Selected passage —
She lights a cigarette and announces that it will be her last. Pretty soon she has to rediscover the way to go down Fifth Avenue and back to her Greenwich Village apartment to pack for a morning flight to L.A. ("the home of absolutely nothing," she would later call it on the televised Grammy Awards), where she'll tape her first network TV special.  She sits back and exhales a cloud of smoke. Then she exhales a few more words, quietly, almost to herself. 

"The saga of Bette Midler. You know, it really is a saga. Oh," she mugs, "I haven't changed really. I am very much the same. This hat is the same hat, although this is a new sweater. Do you like it?" she asks, perhaps remembering when she appeared on the Worst Dressed list. Her style, they said, was 'potluck in a Laundromat.'' 

"You know, I like people to make me laugh. It's the only way to survive.  The whole thing, after all, is one big joke. So, whatever anyone wants to think about me is fine. That's what I'm here for, that's my role. I can be an object of love, hate, it doesn't matter. As long as I like myself." A smirk. "Although I do want people to know that I have red hair ... well," she shrugs, "the intention is all there." 

She puts the cigarette out and pockets the rest of the pack. "What do I think of me? Oh, gee, I don't know. I can't make any sense out of it. I'm trying, though. But, you know, I think it's kind of ... wonderful." She puts on her coat and walks toward the door. "Kind of wonderful."

Dataset entries —
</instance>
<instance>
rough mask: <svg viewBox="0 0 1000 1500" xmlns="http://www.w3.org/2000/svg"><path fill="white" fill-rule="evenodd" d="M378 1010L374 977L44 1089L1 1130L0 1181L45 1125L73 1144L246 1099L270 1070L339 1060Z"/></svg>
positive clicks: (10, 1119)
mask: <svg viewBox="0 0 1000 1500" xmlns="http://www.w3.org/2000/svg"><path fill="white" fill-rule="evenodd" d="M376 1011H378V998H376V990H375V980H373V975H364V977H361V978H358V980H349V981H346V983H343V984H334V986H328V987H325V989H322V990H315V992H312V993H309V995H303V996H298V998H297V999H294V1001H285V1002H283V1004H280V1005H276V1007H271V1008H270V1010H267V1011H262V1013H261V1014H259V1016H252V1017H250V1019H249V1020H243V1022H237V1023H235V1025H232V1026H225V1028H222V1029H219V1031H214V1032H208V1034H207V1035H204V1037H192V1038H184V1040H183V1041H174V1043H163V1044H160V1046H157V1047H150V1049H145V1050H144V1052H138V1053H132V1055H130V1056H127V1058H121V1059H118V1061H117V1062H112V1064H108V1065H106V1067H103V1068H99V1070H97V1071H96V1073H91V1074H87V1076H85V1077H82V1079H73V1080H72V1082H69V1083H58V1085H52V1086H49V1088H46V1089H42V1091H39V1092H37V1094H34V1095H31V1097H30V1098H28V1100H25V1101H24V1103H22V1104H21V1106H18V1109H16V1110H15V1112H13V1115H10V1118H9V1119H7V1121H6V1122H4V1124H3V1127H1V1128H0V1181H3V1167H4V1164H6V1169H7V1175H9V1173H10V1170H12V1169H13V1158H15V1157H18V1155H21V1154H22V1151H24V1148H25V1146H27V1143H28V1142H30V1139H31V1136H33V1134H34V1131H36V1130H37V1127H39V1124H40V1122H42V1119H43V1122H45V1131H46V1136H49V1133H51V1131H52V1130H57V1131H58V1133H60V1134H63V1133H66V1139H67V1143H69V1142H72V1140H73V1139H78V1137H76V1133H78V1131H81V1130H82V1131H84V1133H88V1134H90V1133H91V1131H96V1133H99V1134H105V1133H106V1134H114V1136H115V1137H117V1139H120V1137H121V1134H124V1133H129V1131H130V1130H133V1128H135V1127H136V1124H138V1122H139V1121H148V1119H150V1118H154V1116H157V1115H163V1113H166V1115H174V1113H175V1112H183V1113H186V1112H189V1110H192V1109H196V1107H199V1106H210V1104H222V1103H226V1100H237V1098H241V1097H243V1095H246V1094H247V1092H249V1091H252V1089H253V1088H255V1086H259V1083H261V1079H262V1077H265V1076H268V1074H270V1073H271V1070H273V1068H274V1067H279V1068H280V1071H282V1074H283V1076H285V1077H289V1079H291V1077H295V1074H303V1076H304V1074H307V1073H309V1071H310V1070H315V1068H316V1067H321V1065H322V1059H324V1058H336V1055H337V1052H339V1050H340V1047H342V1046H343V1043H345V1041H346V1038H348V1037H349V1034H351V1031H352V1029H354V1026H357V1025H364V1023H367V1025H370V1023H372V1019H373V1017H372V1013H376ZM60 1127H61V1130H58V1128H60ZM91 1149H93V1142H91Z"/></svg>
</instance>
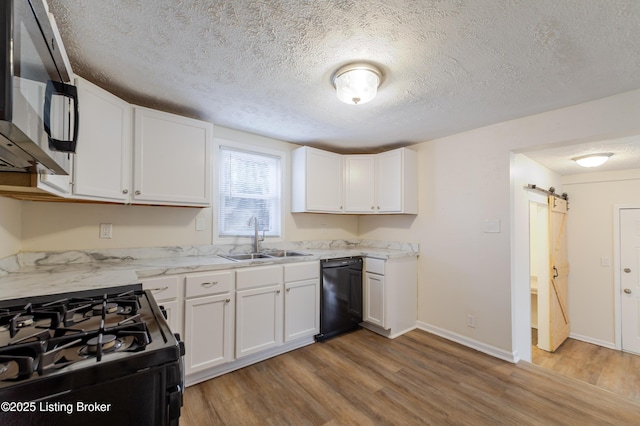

Problem requirements — Name every geographic place that appears in the Bette Midler profile.

Task solution — Fifth Avenue, Greenwich Village, L.A.